_WHAT IS ASKED_
Recast the listing below as a JSON list of strings, one string per line and no blank lines, covering everything from the start of the listing down to the line containing "point(121, 179)", with both ends included.

_Point annotation dataset records_
+ + +

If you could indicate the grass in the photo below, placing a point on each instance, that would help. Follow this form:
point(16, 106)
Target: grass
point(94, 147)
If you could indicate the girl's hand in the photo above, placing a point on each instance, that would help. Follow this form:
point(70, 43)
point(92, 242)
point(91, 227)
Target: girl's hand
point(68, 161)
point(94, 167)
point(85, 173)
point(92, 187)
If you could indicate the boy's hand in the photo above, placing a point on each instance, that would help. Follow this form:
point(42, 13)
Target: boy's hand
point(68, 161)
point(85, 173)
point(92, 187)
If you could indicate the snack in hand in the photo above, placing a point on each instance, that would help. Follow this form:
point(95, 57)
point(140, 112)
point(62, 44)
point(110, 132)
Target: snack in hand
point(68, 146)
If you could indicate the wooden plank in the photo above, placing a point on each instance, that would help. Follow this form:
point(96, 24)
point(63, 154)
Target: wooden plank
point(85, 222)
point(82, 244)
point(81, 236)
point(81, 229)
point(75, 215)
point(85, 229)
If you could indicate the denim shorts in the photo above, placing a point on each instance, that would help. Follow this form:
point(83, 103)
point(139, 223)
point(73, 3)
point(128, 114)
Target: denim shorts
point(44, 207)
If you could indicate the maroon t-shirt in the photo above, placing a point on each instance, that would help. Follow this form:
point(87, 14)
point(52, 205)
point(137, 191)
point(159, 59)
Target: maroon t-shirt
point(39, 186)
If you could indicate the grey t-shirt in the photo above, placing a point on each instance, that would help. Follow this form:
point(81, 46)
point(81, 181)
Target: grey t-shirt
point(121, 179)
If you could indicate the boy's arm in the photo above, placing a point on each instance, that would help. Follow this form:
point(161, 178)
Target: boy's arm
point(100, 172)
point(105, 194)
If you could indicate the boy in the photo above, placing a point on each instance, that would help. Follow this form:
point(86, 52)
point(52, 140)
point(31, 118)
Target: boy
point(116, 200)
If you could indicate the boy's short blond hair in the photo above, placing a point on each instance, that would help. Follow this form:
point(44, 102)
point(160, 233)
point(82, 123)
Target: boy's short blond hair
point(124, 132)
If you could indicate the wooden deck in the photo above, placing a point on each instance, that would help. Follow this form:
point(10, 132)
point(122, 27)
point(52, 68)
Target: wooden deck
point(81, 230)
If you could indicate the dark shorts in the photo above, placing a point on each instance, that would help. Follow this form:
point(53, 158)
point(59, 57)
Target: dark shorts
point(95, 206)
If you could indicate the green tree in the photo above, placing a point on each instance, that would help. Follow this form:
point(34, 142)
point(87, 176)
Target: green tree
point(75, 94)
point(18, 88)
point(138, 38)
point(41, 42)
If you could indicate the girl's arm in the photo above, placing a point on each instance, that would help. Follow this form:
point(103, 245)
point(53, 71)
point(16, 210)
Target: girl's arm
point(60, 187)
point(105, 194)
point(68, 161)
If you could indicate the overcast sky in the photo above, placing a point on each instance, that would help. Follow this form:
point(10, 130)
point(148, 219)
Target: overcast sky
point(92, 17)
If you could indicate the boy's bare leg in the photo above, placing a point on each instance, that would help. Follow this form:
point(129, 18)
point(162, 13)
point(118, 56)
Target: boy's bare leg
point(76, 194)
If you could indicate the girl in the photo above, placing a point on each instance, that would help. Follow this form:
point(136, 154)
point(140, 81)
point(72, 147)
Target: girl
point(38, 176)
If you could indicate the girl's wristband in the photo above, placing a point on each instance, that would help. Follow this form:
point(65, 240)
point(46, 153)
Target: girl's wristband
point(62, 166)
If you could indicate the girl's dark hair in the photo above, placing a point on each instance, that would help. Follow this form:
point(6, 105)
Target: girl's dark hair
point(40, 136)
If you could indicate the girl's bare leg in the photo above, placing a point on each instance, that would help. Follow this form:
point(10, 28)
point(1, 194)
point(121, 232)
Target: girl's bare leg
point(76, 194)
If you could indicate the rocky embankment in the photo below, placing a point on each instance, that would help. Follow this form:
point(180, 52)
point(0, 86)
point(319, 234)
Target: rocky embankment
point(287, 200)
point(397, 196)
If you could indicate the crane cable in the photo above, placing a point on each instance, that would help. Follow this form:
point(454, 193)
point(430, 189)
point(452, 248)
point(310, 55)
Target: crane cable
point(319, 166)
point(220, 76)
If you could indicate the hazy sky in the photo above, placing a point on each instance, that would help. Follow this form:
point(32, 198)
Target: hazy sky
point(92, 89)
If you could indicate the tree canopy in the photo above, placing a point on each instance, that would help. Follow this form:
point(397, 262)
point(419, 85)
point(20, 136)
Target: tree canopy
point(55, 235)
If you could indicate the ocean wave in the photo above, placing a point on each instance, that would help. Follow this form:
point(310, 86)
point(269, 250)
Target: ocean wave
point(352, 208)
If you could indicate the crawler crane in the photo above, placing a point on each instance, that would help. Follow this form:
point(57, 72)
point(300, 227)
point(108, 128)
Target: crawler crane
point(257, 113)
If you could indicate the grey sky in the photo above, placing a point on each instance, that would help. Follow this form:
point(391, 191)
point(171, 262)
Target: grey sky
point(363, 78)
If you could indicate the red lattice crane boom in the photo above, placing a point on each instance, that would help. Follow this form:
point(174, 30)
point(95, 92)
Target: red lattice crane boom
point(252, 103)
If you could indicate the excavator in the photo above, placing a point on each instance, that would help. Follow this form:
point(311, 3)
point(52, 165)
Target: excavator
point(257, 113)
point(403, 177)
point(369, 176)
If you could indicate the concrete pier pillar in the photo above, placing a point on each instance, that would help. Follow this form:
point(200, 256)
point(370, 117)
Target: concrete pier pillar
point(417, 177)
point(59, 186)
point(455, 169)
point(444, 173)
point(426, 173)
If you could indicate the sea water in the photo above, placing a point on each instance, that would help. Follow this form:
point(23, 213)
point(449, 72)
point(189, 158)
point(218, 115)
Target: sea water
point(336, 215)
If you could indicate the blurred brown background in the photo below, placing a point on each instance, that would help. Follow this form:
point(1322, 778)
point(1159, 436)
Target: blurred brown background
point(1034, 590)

+ + +

_OUTPUT FOR THIS EXERCISE_
[
  "If you could indicate the grass in the photo below, placing a point on each instance, that would help. Follow this form:",
  "point(16, 106)",
  "Target: grass",
  "point(94, 147)",
  "If you could indicate the girl's hand in the photo above, placing a point on each instance, that would help. Follow this form:",
  "point(70, 43)",
  "point(92, 242)",
  "point(91, 227)",
  "Target: girl's hand",
  "point(68, 161)",
  "point(94, 167)",
  "point(85, 173)",
  "point(92, 187)",
  "If you could indicate the boy's hand in the photo above, placing a point on each instance, that would help. Follow this form:",
  "point(42, 13)",
  "Target: boy's hand",
  "point(68, 161)",
  "point(85, 173)",
  "point(92, 187)",
  "If you could indicate the snack in hand in the photo above, placing a point on each instance, that would help. Follow this form:",
  "point(95, 57)",
  "point(140, 112)",
  "point(62, 44)",
  "point(110, 132)",
  "Target: snack in hand",
  "point(68, 146)",
  "If you could indicate the wooden plank in the photo above, placing a point on each instance, that would help. Follow this form:",
  "point(96, 24)",
  "point(63, 154)",
  "Target: wooden plank",
  "point(85, 222)",
  "point(82, 244)",
  "point(81, 236)",
  "point(81, 229)",
  "point(75, 215)",
  "point(85, 229)",
  "If you could indicate the denim shorts in the photo above, placing a point on each instance, that would help. Follow this form:",
  "point(83, 103)",
  "point(139, 223)",
  "point(73, 3)",
  "point(128, 114)",
  "Target: denim shorts",
  "point(44, 207)",
  "If you could indicate the maroon t-shirt in the photo above, placing a point on each instance, that would help. Follow this form:",
  "point(87, 14)",
  "point(52, 205)",
  "point(137, 191)",
  "point(159, 59)",
  "Target: maroon t-shirt",
  "point(39, 186)",
  "If you could indicate the grey t-shirt in the photo above, placing a point on each instance, that would help. Follow this form:",
  "point(81, 46)",
  "point(81, 181)",
  "Target: grey t-shirt",
  "point(121, 179)"
]